Scrolling is typically carried out through direction keys of the electronic device or through a pointer-type control device such as a mouse or a stylus, for example. In mobile electronic devices, scrolling is often carried out through direction keys which are typically small in size. Therefore, it may be uncomfortable for a user to operate the small direction keys frequently in order to scroll information on the display unit.

“Waterscape” is a solution by Hitachi for controlling a user interface of an electronic device. In a display unit of the electronic device, there is displayed a bubble representing an application. A user may move the bubbles by tilting the electronic device. The “Waterscape” uses an analogy for the bubbles in water. Through tilting and shaking gestures, the user may select an application. A current Internet-site illustrating “Waterscape” is: hhil.hitachi.co.jp/products/waterscape-e.html.

Material supplied
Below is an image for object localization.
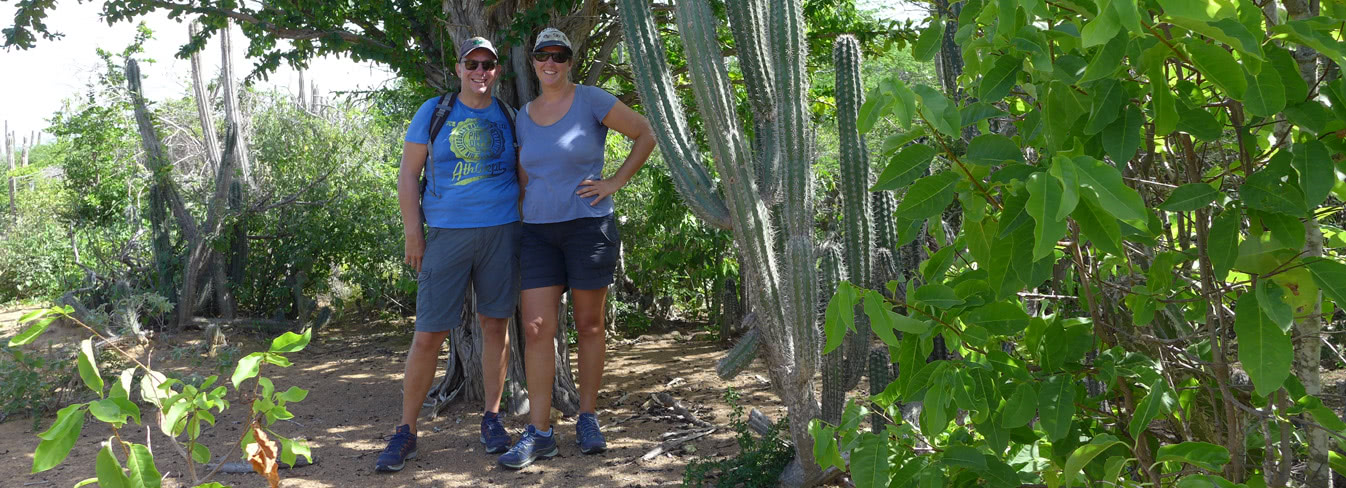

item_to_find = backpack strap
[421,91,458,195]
* * *
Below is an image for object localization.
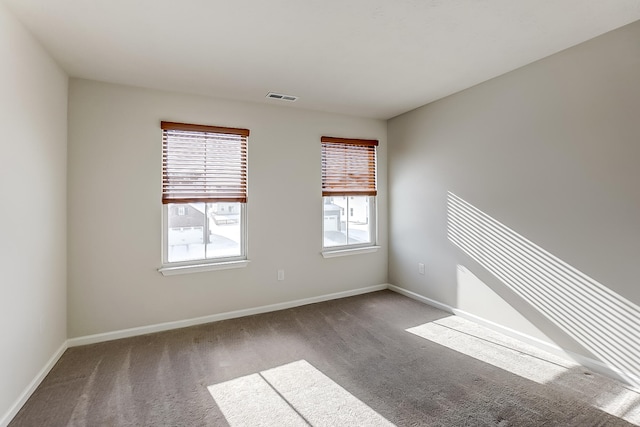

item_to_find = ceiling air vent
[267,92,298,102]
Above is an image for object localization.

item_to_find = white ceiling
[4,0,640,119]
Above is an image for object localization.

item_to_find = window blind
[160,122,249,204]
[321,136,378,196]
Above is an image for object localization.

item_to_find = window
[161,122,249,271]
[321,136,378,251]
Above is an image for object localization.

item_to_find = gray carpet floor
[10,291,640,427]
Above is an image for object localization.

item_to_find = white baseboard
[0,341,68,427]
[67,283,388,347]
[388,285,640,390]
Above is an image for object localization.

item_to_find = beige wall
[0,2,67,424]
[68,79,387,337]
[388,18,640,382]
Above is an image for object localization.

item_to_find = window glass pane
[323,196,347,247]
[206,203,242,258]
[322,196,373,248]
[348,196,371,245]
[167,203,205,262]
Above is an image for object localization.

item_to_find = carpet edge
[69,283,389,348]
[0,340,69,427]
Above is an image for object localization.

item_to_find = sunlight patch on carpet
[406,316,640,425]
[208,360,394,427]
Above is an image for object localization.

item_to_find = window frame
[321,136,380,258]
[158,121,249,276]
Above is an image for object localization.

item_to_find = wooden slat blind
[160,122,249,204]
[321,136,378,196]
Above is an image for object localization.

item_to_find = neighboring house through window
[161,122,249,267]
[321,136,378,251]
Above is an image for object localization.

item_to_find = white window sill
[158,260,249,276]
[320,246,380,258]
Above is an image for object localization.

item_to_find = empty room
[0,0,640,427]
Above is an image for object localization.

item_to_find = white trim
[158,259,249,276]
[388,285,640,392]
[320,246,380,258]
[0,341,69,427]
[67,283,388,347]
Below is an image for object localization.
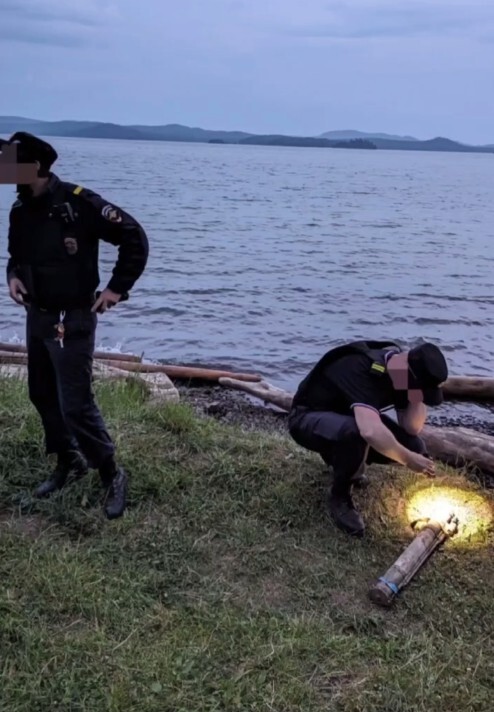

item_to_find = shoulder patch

Set tasks
**A)** Does the text on device scrolling agree with each of these statements? Answer yes or no for each, and quote the deciding words of the text. (i) In mobile electronic devices, scrolling is often done with direction keys. (ii) "Waterscape" is a solution by Hitachi. (iii) In "Waterscape," the user moves the bubbles by pressing direction keys.
**B)** Restate the text on device scrolling from "Scrolling is typically" to "the display unit.", substituting "arrow keys" for "direction keys".

Answers by task
**A)**
(i) Yes: "In mobile electronic devices, scrolling is often carried out through direction keys which are typically small in size."
(ii) Yes: "“Waterscape” is a solution by Hitachi for controlling a user interface of an electronic device."
(iii) No: "A user may move the bubbles by tilting the electronic device."

**B)**
Scrolling is typically carried out through arrow keys of the electronic device or through a pointer-type control device such as a mouse or a stylus, for example. In mobile electronic devices, scrolling is often carried out through arrow keys which are typically small in size. Therefore, it may be uncomfortable for a user to operate the small arrow keys frequently in order to scroll information on the display unit.